**THE PROBLEM**.
Put every line of the material below into a numbered list, skipping blank lines. Leave the pictures out of your answer.

——————————

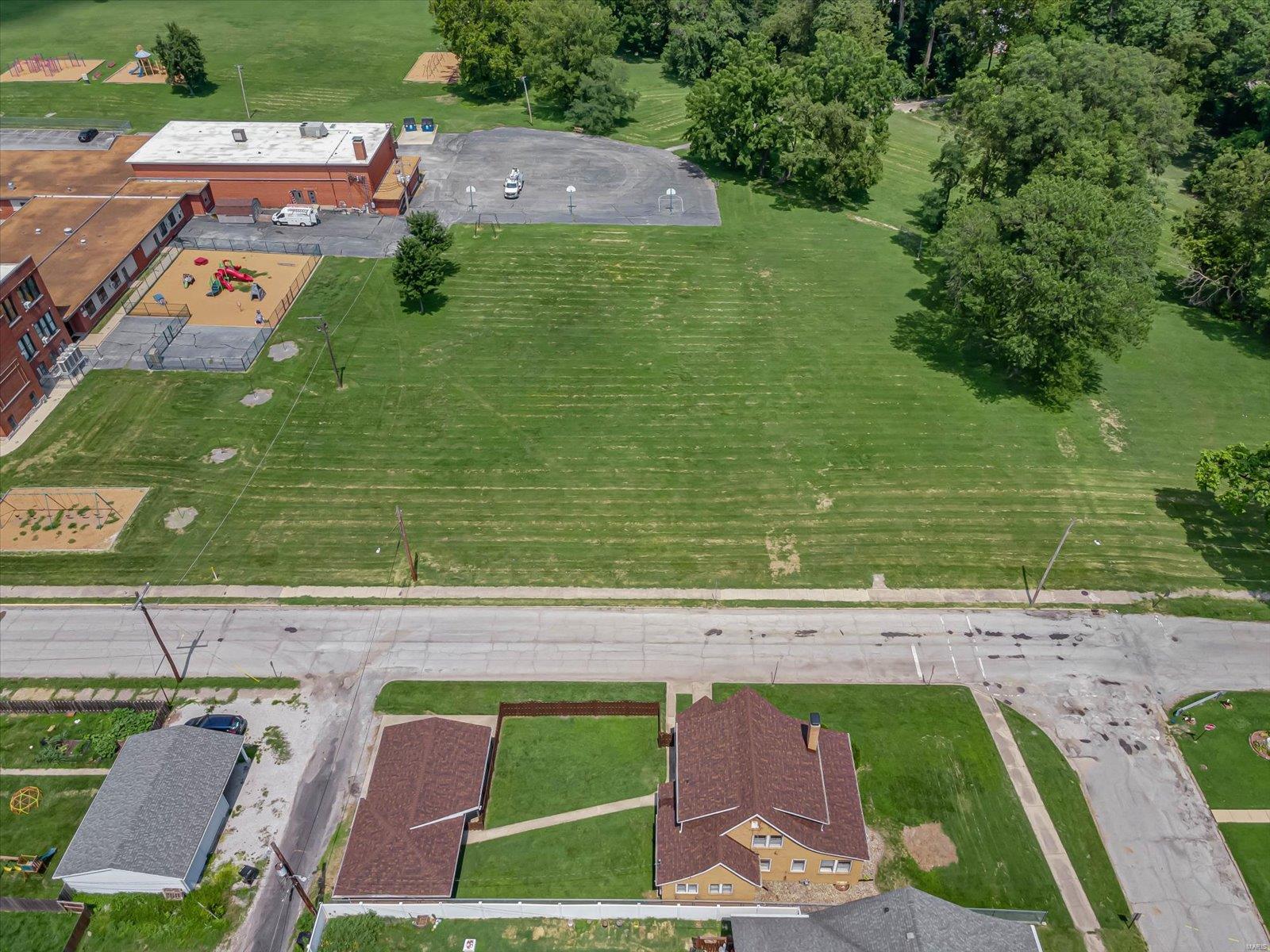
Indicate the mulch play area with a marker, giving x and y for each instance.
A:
(234, 305)
(435, 67)
(65, 518)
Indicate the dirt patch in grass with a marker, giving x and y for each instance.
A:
(930, 846)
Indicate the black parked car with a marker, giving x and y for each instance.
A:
(230, 724)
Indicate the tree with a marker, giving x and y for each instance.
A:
(182, 56)
(568, 54)
(482, 33)
(1226, 238)
(698, 32)
(1049, 278)
(1237, 476)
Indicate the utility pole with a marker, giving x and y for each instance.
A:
(239, 67)
(286, 873)
(410, 558)
(525, 84)
(325, 329)
(1032, 598)
(140, 603)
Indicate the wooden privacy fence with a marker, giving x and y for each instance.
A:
(562, 708)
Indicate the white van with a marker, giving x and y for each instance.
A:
(302, 215)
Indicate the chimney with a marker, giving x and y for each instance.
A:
(813, 731)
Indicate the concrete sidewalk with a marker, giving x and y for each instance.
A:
(880, 596)
(1056, 856)
(558, 819)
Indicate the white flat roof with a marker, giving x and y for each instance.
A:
(267, 144)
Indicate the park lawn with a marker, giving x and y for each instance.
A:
(372, 933)
(321, 61)
(749, 405)
(924, 754)
(64, 801)
(482, 697)
(1222, 761)
(606, 857)
(1064, 801)
(145, 923)
(549, 766)
(36, 932)
(1250, 846)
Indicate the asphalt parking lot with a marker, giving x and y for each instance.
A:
(616, 183)
(50, 140)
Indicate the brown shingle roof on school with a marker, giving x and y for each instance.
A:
(410, 827)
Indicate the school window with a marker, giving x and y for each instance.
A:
(29, 290)
(46, 325)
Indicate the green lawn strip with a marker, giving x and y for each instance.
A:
(36, 932)
(1223, 762)
(64, 801)
(1222, 608)
(1250, 846)
(482, 697)
(372, 933)
(606, 857)
(925, 755)
(1064, 801)
(554, 765)
(148, 923)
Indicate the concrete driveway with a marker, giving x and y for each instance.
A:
(340, 235)
(616, 183)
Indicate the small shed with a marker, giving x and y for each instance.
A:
(239, 211)
(158, 816)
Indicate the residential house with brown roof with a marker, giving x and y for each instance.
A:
(757, 797)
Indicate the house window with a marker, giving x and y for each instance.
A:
(29, 290)
(46, 325)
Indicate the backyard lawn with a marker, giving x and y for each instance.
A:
(606, 857)
(64, 801)
(1064, 800)
(321, 61)
(925, 755)
(552, 765)
(372, 933)
(482, 697)
(1222, 761)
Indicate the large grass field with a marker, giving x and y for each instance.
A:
(924, 754)
(554, 765)
(606, 857)
(1060, 791)
(333, 61)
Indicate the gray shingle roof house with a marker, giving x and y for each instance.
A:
(158, 814)
(902, 920)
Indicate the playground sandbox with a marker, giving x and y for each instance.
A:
(65, 518)
(234, 306)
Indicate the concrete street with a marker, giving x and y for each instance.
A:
(1099, 685)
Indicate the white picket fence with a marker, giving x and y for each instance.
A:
(530, 909)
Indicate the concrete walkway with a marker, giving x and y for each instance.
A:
(54, 771)
(1241, 816)
(556, 819)
(880, 596)
(1060, 863)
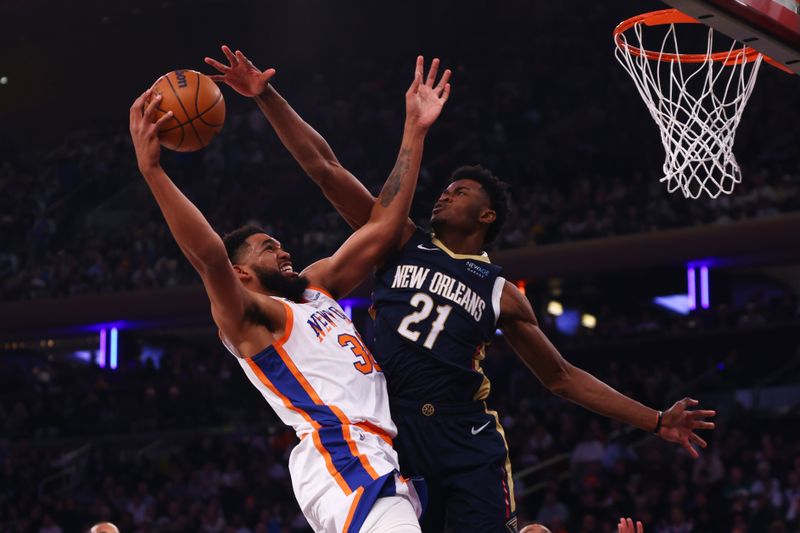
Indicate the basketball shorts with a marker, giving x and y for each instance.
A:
(461, 453)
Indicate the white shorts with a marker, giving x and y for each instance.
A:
(338, 474)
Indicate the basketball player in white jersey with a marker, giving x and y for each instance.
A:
(292, 338)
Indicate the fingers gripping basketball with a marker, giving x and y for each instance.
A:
(197, 106)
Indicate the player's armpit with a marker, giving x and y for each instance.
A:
(353, 262)
(518, 324)
(236, 310)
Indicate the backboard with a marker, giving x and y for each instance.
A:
(770, 26)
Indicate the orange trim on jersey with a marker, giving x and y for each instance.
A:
(352, 511)
(375, 430)
(338, 412)
(352, 445)
(315, 437)
(323, 291)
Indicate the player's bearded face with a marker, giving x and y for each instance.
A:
(291, 287)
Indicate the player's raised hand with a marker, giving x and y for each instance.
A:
(678, 425)
(424, 100)
(240, 73)
(144, 130)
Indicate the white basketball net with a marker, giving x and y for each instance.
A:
(697, 107)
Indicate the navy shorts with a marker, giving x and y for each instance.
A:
(461, 452)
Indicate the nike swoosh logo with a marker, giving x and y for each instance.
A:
(476, 431)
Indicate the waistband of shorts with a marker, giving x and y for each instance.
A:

——————————

**RESPONSE TO THIS TASK**.
1. Indicate the mulch play area with a marker, giving x and y for each instance.
2. A:
3. (234, 305)
4. (435, 67)
5. (65, 518)
6. Indicate the dirt patch in grass with a marker, giving x and y for each instance.
7. A:
8. (930, 846)
9. Indicate the black parked car with a marker, giving x and y for each instance.
10. A:
11. (230, 724)
12. Indicate the tree with a marker, giving x and y for each instance.
13. A:
14. (182, 56)
15. (568, 54)
16. (482, 33)
17. (1226, 238)
18. (698, 32)
19. (1049, 278)
20. (1237, 476)
21. Indicate the utility pole with a marker, giving x and y for each instance.
22. A:
23. (239, 67)
24. (286, 873)
25. (410, 558)
26. (525, 84)
27. (325, 329)
28. (1032, 598)
29. (140, 603)
30. Indicate the wooden privacy fence with a marker, giving x and y for each instance.
31. A:
32. (562, 708)
33. Indicate the white van with a marker, giving x and y for each instance.
34. A:
35. (302, 215)
36. Indicate the chimney with a marker, giving x and y for each instance.
37. A:
38. (813, 731)
39. Indicate the concrete sidewalk with a marker, giving x and y for each instance.
40. A:
41. (880, 596)
42. (1056, 856)
43. (558, 819)
44. Indicate the white flat roof with a marker, giving x and y for each instance.
45. A:
46. (267, 144)
47. Indicate the park lawn with a marker, giving x and y for each instance.
48. A:
49. (372, 933)
50. (321, 61)
51. (749, 405)
52. (924, 754)
53. (64, 801)
54. (482, 697)
55. (1222, 761)
56. (606, 857)
57. (1064, 801)
58. (145, 923)
59. (549, 766)
60. (36, 932)
61. (1250, 846)
62. Indicate the asphalt parking lot with a marker, giving x and y for each instance.
63. A:
64. (616, 183)
65. (50, 140)
66. Indicate the brown shingle roof on school with a marker, giving x and y for each instance.
67. A:
68. (410, 827)
69. Indicate the school window with a marker, giving x and y for each instance.
70. A:
71. (29, 290)
72. (46, 325)
73. Indicate the green lawn strip with a marker, giving x and y for each instance.
74. A:
75. (36, 932)
76. (1223, 762)
77. (64, 801)
78. (1222, 608)
79. (1250, 846)
80. (482, 697)
81. (372, 933)
82. (606, 857)
83. (925, 755)
84. (1064, 801)
85. (554, 765)
86. (148, 923)
87. Indicate the concrete driveway with a marker, giving x and y for each instance.
88. A:
89. (340, 235)
90. (616, 183)
91. Indicate the small shed with a marker, giving x and y for each instance.
92. A:
93. (239, 211)
94. (158, 816)
95. Indicate the residential house with brown roof with a marker, giving x and y for each instance.
96. A:
97. (757, 797)
98. Indicate the house window with a marker, giving x and y for each instance.
99. A:
100. (29, 290)
101. (46, 325)
102. Indicate the backyard lawn with a marker, giving x and y for each instance.
103. A:
104. (606, 857)
105. (64, 801)
106. (1064, 800)
107. (321, 61)
108. (925, 755)
109. (552, 765)
110. (372, 933)
111. (482, 697)
112. (1222, 761)
113. Indicate the large grass field with a marker, giving x and y for each instance.
114. A:
115. (924, 754)
116. (554, 765)
117. (606, 857)
118. (1060, 791)
119. (333, 61)
120. Indicate the gray shingle roof house with a marker, giving x and y for each instance.
121. A:
122. (158, 814)
123. (902, 920)
124. Indicate the playground sandbox with a marker, giving x and y for each instance.
125. A:
126. (65, 518)
127. (234, 306)
128. Indicate the concrete street with a marker, giving x and y for each instance.
129. A:
130. (1099, 685)
131. Indicate the white picket fence with a marker, giving x and y for each instance.
132. A:
133. (530, 909)
134. Indicate the concrete walkway with a marker, giving x and y for each instance.
135. A:
136. (54, 771)
137. (1241, 816)
138. (556, 819)
139. (880, 596)
140. (1060, 863)
141. Indicate the basketball shorts with a marker, giving x and y for each instance.
142. A:
143. (461, 453)
144. Indicate the white shorts with a marker, giving x and y for each instance.
145. A:
146. (338, 474)
147. Indicate the basketball player in white jersey with a marker, giving x and y for each instance.
148. A:
149. (292, 338)
150. Indicate the fingers gripping basketball with a marker, giving x and y for each instance.
151. A:
152. (197, 106)
153. Indicate the player's armpit with a marker, giving x and y for each instance.
154. A:
155. (353, 262)
156. (518, 324)
157. (236, 310)
158. Indicate the backboard with a marker, giving x and y for each instance.
159. A:
160. (770, 26)
161. Indicate the orange trim on jersey with a marker, giving x and y for each instance.
162. A:
163. (352, 511)
164. (375, 430)
165. (338, 412)
166. (352, 445)
167. (315, 437)
168. (323, 291)
169. Indicate the player's bearded face with a marker, giving x and y for each instance.
170. A:
171. (291, 287)
172. Indicate the player's raised hand with a marker, giving x and y for each instance.
173. A:
174. (678, 425)
175. (424, 100)
176. (240, 73)
177. (144, 130)
178. Indicate the white basketball net with a marker, giving x and y for each instance.
179. A:
180. (697, 107)
181. Indicate the navy shorts with a marker, giving x and y for each instance.
182. A:
183. (461, 452)
184. Indicate the nike swoosh logo with a marker, giving x and y for each instance.
185. A:
186. (476, 431)
187. Indicate the waistband of shorts with a marker, giving x and y for each instance.
188. A:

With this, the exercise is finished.